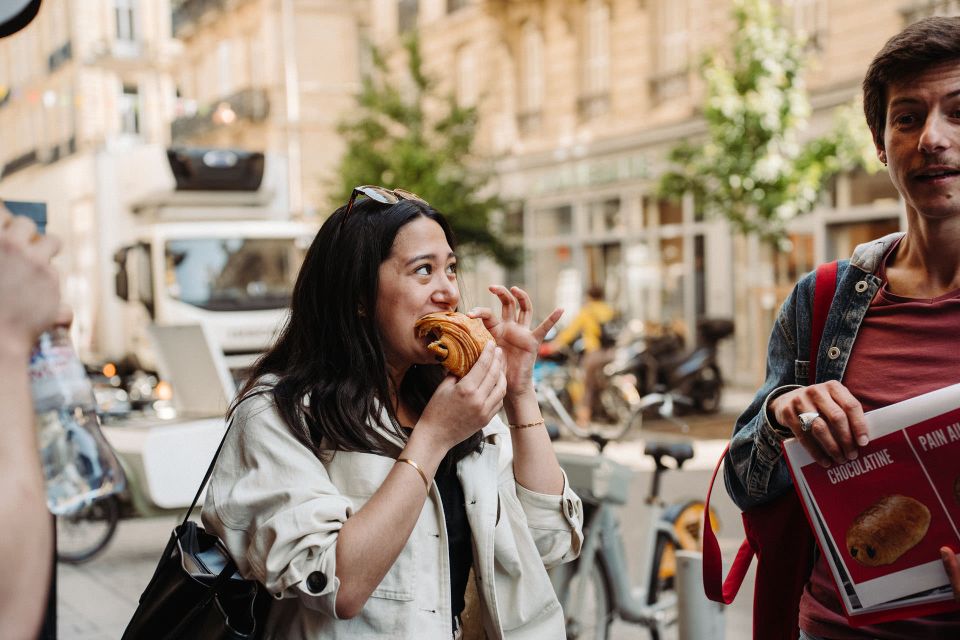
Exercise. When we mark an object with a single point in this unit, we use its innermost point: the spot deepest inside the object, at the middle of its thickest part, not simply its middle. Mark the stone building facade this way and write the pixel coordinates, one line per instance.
(580, 100)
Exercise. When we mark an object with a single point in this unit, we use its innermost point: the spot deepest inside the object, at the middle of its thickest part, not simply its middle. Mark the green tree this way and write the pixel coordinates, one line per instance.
(409, 136)
(752, 169)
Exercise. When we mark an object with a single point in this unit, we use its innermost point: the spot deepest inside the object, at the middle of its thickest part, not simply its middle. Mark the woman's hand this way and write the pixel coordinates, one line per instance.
(460, 408)
(837, 428)
(514, 336)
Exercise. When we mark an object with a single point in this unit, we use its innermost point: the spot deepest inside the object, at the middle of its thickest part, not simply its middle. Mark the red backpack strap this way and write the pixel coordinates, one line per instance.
(823, 293)
(714, 586)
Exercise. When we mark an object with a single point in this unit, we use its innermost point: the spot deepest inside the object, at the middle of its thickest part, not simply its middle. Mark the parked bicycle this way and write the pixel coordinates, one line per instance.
(85, 533)
(596, 589)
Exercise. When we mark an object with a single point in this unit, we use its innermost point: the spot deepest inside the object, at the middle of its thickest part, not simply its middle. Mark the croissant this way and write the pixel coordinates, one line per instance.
(457, 339)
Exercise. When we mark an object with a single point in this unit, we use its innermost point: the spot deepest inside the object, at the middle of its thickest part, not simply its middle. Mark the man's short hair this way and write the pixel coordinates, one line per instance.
(924, 44)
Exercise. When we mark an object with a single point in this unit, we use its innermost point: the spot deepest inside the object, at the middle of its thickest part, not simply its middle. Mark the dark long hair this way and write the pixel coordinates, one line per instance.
(329, 360)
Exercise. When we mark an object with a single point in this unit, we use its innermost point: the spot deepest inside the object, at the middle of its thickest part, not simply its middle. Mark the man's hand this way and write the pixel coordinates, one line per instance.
(838, 429)
(29, 285)
(952, 566)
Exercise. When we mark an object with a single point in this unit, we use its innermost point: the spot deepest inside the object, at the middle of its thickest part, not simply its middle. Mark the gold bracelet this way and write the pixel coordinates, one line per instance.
(538, 423)
(426, 483)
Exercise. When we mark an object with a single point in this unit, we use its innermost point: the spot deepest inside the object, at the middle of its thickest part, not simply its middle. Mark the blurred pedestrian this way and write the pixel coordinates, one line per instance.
(892, 329)
(29, 304)
(588, 325)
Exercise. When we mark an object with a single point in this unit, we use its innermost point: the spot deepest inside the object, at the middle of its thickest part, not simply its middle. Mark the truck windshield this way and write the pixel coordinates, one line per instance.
(233, 274)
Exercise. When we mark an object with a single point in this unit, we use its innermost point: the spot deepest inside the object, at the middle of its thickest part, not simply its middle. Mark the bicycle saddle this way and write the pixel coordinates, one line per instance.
(679, 451)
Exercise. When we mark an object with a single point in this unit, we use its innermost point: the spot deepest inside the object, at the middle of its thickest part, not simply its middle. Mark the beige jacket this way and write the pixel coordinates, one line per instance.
(278, 510)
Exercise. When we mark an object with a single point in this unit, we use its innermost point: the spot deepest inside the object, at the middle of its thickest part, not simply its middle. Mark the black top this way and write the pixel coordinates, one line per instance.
(460, 546)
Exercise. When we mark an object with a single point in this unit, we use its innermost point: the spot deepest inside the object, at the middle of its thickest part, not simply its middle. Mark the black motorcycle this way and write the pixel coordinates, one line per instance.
(658, 373)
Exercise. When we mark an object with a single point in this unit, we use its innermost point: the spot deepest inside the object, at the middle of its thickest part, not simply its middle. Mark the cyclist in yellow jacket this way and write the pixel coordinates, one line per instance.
(588, 324)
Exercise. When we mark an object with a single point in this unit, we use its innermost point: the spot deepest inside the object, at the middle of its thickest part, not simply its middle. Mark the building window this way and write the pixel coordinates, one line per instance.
(125, 16)
(808, 19)
(225, 68)
(672, 49)
(917, 10)
(130, 110)
(407, 15)
(466, 76)
(532, 85)
(595, 62)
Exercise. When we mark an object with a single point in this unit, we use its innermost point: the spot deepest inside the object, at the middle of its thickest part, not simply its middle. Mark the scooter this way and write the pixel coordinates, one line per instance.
(660, 375)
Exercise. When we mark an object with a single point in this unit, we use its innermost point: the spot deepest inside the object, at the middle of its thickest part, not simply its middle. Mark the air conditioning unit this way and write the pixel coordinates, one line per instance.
(216, 169)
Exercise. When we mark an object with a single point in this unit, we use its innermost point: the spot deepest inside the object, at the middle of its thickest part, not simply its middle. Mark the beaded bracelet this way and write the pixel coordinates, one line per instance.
(426, 483)
(538, 423)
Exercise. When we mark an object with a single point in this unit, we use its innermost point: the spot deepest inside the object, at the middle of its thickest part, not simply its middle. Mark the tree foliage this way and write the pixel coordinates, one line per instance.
(753, 169)
(405, 135)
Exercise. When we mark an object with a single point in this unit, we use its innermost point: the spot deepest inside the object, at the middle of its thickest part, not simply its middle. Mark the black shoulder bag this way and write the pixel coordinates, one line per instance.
(196, 591)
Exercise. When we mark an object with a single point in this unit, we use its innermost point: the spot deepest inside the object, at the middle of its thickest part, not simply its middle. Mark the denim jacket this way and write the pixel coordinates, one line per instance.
(754, 469)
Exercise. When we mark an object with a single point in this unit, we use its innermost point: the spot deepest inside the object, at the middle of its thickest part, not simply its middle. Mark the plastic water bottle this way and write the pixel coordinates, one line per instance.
(79, 465)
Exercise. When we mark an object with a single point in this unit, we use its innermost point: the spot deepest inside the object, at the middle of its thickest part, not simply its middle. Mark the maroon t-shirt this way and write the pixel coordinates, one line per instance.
(905, 347)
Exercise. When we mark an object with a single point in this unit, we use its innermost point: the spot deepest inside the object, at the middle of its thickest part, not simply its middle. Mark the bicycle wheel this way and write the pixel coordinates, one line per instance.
(592, 621)
(83, 534)
(657, 584)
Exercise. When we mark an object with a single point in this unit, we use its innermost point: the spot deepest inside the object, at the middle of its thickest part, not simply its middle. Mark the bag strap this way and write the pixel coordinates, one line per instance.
(714, 586)
(823, 293)
(206, 476)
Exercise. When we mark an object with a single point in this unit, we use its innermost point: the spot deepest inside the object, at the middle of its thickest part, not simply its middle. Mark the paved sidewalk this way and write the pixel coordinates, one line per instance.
(97, 599)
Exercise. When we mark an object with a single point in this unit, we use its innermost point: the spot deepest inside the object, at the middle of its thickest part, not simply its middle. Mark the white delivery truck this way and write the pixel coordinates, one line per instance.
(215, 248)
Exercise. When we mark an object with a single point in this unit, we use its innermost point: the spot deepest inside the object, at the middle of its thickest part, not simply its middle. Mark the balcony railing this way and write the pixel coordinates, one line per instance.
(927, 8)
(252, 105)
(187, 13)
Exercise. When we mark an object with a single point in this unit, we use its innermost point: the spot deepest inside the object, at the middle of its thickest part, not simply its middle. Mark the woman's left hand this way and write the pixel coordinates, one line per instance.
(514, 336)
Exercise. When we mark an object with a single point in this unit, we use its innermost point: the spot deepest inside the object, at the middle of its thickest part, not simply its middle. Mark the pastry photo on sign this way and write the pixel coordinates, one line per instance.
(882, 517)
(887, 529)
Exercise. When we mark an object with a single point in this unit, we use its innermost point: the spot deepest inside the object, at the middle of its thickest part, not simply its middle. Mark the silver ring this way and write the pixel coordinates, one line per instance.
(806, 420)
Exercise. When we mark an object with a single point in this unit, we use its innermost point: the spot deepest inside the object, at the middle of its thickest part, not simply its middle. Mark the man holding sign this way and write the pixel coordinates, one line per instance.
(891, 333)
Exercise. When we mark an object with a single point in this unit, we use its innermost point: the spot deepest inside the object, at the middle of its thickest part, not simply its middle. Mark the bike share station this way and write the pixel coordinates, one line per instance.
(596, 588)
(164, 459)
(652, 375)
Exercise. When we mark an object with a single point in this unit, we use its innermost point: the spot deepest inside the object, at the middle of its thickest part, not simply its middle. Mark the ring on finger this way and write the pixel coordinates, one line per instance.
(806, 420)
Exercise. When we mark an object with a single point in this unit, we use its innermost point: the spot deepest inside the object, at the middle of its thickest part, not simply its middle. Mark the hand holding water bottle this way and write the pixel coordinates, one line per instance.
(29, 287)
(78, 464)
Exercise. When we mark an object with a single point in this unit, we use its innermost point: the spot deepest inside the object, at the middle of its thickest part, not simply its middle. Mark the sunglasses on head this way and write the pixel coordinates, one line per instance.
(380, 194)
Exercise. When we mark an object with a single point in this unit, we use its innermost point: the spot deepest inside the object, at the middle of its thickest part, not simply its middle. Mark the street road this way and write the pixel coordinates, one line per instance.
(96, 600)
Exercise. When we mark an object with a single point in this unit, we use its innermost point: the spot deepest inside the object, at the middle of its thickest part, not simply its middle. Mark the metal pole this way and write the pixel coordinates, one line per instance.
(699, 618)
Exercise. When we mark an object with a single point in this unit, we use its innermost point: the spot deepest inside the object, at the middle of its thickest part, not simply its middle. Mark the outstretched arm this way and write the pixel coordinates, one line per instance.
(29, 298)
(535, 464)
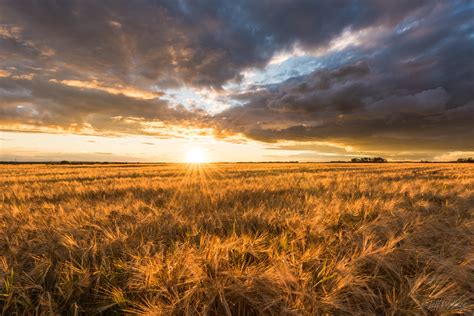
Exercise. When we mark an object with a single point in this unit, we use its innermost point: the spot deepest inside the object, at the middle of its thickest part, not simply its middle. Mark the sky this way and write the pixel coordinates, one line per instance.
(236, 80)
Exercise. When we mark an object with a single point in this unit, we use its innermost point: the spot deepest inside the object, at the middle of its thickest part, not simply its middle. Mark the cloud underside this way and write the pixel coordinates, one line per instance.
(106, 67)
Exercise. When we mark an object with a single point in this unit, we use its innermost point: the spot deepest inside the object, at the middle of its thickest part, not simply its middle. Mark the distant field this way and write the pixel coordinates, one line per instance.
(237, 239)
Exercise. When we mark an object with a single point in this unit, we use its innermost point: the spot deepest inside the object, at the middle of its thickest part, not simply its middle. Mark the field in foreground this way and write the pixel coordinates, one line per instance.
(237, 239)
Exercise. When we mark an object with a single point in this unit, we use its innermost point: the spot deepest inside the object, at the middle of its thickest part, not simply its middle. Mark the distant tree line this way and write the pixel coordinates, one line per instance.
(369, 159)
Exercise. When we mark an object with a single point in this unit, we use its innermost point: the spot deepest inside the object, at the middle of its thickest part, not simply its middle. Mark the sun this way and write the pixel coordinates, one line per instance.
(196, 155)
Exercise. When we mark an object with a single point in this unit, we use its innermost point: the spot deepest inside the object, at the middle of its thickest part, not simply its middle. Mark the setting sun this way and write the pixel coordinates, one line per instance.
(196, 155)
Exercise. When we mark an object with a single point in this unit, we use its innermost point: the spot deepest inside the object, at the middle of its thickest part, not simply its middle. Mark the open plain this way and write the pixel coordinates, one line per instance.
(233, 239)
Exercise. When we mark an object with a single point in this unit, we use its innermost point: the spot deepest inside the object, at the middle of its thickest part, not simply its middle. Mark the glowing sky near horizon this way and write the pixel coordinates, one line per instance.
(243, 80)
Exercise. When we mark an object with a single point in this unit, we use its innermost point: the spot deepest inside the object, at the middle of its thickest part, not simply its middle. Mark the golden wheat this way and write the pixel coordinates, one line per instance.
(237, 239)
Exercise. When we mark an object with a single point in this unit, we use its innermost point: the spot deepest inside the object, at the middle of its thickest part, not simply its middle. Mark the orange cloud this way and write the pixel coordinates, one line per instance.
(117, 89)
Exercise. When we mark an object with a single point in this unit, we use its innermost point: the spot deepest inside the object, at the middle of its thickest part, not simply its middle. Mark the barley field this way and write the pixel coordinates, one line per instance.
(237, 239)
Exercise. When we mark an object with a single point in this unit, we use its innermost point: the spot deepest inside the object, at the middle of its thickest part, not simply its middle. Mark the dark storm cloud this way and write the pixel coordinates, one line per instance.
(414, 92)
(407, 88)
(171, 42)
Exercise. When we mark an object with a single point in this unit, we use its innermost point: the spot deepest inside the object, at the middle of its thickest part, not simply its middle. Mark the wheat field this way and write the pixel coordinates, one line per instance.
(237, 239)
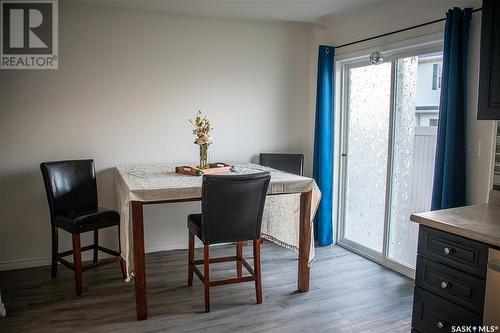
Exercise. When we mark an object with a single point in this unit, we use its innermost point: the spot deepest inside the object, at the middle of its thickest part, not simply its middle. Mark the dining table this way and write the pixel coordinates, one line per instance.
(289, 211)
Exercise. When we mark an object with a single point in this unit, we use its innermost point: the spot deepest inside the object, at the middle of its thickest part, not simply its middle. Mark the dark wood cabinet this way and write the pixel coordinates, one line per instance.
(489, 73)
(449, 281)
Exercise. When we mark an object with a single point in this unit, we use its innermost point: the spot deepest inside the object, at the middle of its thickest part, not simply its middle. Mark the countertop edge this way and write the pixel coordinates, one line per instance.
(455, 230)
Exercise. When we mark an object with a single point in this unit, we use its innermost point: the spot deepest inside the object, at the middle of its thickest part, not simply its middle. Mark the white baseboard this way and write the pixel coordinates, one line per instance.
(46, 261)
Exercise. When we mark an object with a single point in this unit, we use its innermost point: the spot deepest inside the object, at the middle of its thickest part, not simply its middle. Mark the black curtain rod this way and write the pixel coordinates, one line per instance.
(398, 31)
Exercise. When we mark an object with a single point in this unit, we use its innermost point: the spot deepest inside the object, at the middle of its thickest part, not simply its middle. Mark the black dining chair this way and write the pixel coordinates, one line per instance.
(291, 163)
(71, 189)
(231, 211)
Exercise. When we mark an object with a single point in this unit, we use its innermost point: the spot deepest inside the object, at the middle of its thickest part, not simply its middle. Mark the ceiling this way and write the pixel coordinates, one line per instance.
(309, 11)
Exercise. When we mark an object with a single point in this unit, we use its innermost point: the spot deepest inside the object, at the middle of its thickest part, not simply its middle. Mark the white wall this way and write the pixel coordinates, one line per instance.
(128, 82)
(393, 15)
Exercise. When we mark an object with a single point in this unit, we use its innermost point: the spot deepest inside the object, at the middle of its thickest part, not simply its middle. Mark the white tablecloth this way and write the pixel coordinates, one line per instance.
(159, 182)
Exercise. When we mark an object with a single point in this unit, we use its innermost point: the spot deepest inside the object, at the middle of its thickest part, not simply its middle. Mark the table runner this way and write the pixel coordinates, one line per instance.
(159, 182)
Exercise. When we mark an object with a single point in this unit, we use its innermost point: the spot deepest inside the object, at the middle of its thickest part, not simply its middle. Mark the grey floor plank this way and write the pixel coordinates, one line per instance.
(348, 294)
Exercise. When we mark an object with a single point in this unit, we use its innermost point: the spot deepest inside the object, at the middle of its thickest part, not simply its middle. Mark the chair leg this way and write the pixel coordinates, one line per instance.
(190, 258)
(122, 261)
(239, 255)
(256, 262)
(77, 262)
(55, 249)
(96, 243)
(206, 276)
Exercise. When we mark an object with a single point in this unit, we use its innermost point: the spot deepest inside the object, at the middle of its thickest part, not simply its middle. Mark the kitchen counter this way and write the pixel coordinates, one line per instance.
(477, 222)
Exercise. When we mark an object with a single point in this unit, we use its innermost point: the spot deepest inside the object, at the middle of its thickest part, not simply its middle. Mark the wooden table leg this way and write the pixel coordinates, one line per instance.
(304, 241)
(139, 264)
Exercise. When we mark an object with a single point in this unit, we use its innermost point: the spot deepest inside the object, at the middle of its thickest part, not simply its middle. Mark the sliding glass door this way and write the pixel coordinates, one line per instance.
(390, 115)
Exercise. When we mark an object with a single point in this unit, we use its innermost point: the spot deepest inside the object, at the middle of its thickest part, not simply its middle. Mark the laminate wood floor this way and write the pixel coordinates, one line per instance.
(348, 294)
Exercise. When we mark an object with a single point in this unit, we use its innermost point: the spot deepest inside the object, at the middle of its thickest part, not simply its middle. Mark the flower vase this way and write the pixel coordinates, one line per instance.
(203, 157)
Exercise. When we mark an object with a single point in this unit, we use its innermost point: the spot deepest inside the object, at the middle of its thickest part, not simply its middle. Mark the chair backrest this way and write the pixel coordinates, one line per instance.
(70, 185)
(232, 207)
(291, 163)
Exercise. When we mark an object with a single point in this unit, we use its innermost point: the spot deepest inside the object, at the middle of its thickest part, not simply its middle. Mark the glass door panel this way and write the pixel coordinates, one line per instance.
(369, 96)
(417, 90)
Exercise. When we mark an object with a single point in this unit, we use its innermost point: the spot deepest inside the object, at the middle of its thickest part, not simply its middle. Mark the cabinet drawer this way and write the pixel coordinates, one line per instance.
(459, 287)
(458, 252)
(432, 313)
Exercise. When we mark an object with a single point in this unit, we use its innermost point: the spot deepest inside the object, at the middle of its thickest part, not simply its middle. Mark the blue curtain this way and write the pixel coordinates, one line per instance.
(323, 145)
(449, 172)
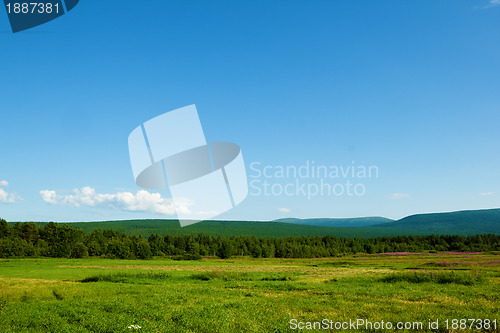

Set task – Identify every line of the records that contains the string "strap", and copy each of those lines.

Output of the task –
Exercise. When we mark an object with a single point in this unit, we use its innermost point: the spot deepest inside the object, at the middle of its thickest part, not simply its middle. Mark the red backpack strap this way and write the pixel coordinates, one line per instance.
Exercise. When we mark an object with a single point in this unit, we use its innermost point: the spot deepest inside the object, at the middle of its thickest part, not simply its middle. Mark the bag strap this way and write the pixel coordinates, one line per instance.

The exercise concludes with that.